- Instruction 1 -
According to the article on voter files, how many respondents were in the survey?

- Quoted passage -
-- Begin --
Conventional outlets don't get to look at voter files. I do.

Alex Wong/Getty Images

Last month, my company, Clarity Campaign Labs, collaborated with Sasha Issenberg and The New Republic to produce an in-depth analysis of the 2014 electoral landscape, with a particular eye towards the Senate map.

Not surprisingly, among the positive feedback we’ve received, some criticisms emerged. Harry Enten, a blogger at 538 whose work I deeply admire and enjoy, published one such criticism a week ago and a related story that was posted today. In Enten’s original piece, he questioned the accuracy of the Senate race rankings that appeared as part of the New Republic piece. A large part of his criticism stemmed from his skepticism towards the survey that we conducted as part of the story.

To take a step back here: This survey, and the analysis of the results that appeared in the story, was presented in a very different fashion than the sort of data that most journalists have access to, or are accustomed to seeing. For that reason, I can understand the confusion Enten displayed in his initial criticism. 

Our survey, a very large sample (3,879 respondents) national survey of registered voters, matched every single respondent back to their voter file. As has been reported widely, these voter files are rich with individual level information, from the history of which elections a voter has cast a ballot in, to predictive models of each individual’s partisanship, ideology, and position on various key issues. As far as I am aware, our story marked the first time that a survey making use of this wealth of data was released for public consumption.

In his May 1st piece, Enten criticized the survey, offering as evidence the fact that Republicans showed such a large lead in the generic congressional ballot test among “midterm voters.” That’s not precisely the segmentation that our poll used. Issenberg’s New Republic piece relied on a depiction of two broad groups of voters—“reflex” and “unreliable” voters. In our survey, we tagged any respondent who voted in both 2010 and 2012 as a reflex voter, and any voter who voted in 2012 but not 2010 an “unreliable” voter. Logic would dictate that some percentage of reflex voters will fail to cast a ballot in 2014, just as some percentage of unreliable voters will show up at the polls. Campaign activities do have some impact, after all. The distinction between these two broad universes is, however, quite illustrative of the dynamic at play between presidential and off-year elections.

Enten takes on this question in his post today, entitled “Midterm Election Turnout Isn’t So Different From Presidential Year Turnout.” As one could gather from the descriptive title, Enten posits that, to the extent there is a difference in turnout between presidential and off-year elections, the variation is not all that impactful.
-- End --
- Material to process -
-- Begin --
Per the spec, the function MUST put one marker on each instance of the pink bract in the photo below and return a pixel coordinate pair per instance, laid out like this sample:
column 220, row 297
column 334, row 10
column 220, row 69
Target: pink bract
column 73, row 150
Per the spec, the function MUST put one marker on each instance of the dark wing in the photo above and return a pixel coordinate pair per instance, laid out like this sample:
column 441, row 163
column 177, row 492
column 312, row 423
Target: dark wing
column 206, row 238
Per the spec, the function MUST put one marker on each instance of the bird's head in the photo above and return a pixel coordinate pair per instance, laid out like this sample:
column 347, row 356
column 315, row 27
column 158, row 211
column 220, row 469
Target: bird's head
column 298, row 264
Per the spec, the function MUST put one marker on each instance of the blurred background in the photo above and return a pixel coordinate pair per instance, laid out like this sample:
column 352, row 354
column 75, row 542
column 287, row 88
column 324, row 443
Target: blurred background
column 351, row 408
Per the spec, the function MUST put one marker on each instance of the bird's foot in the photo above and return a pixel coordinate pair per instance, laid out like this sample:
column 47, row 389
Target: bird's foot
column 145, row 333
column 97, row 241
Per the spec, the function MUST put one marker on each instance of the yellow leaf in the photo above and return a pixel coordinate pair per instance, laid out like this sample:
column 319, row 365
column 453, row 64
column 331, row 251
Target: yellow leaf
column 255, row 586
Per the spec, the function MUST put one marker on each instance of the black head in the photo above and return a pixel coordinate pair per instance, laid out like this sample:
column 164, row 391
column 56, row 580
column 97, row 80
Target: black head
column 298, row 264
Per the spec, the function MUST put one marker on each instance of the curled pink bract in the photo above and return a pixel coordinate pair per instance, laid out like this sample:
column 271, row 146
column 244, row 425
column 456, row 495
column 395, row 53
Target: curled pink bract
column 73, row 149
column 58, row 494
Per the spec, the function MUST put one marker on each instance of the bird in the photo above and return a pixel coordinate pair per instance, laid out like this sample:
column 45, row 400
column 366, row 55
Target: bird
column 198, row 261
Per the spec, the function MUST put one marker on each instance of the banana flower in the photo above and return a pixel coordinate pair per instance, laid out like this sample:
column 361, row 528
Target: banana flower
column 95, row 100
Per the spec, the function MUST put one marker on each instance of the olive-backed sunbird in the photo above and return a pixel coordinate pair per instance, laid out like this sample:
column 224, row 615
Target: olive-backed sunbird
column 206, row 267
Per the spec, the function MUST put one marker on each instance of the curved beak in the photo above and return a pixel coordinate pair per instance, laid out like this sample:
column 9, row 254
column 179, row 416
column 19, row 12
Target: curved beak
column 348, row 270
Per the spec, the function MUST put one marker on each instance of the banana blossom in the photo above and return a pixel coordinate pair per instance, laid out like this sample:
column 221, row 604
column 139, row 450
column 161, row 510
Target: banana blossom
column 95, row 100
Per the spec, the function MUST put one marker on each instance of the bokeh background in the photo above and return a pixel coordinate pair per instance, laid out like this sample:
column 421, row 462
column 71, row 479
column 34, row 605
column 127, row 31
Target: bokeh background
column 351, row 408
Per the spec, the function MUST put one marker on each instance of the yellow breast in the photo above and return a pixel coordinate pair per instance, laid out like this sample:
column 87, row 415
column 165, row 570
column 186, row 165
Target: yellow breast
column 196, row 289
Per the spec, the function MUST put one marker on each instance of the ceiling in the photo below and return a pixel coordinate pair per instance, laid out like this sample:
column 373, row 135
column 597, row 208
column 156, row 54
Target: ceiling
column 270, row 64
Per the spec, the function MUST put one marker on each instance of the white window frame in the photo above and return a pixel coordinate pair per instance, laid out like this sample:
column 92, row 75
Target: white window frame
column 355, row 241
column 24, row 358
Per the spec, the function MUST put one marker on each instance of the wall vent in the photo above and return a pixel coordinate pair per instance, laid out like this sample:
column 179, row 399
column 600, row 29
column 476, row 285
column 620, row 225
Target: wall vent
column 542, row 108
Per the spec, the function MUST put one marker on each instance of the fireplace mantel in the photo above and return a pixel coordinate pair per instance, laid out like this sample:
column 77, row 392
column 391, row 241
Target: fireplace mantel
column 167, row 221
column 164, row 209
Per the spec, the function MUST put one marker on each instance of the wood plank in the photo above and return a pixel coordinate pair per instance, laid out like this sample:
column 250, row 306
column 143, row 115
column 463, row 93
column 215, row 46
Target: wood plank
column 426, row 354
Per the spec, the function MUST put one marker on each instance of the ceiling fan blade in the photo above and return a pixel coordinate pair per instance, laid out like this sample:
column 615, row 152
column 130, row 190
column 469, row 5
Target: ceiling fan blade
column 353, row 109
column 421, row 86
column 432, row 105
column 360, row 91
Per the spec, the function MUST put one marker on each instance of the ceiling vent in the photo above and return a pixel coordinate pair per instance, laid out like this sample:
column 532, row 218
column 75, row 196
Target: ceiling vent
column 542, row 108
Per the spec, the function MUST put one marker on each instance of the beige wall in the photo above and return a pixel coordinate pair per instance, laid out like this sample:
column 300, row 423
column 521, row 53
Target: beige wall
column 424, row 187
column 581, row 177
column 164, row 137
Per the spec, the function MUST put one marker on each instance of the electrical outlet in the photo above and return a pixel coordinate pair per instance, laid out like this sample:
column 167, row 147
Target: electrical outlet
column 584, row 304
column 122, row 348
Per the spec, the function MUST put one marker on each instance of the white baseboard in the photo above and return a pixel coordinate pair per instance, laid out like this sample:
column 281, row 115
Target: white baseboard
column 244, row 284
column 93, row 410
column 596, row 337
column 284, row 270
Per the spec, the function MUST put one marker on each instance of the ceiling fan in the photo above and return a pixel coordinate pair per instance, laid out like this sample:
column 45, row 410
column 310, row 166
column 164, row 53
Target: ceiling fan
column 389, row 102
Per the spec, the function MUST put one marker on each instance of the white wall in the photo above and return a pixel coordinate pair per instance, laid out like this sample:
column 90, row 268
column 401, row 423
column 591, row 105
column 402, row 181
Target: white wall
-- End --
- Instruction 2 -
Count the lines of the records that contain the string "blurred", and reply with the number alone.

- Answer 1 -
3,879

- Answer 2 -
2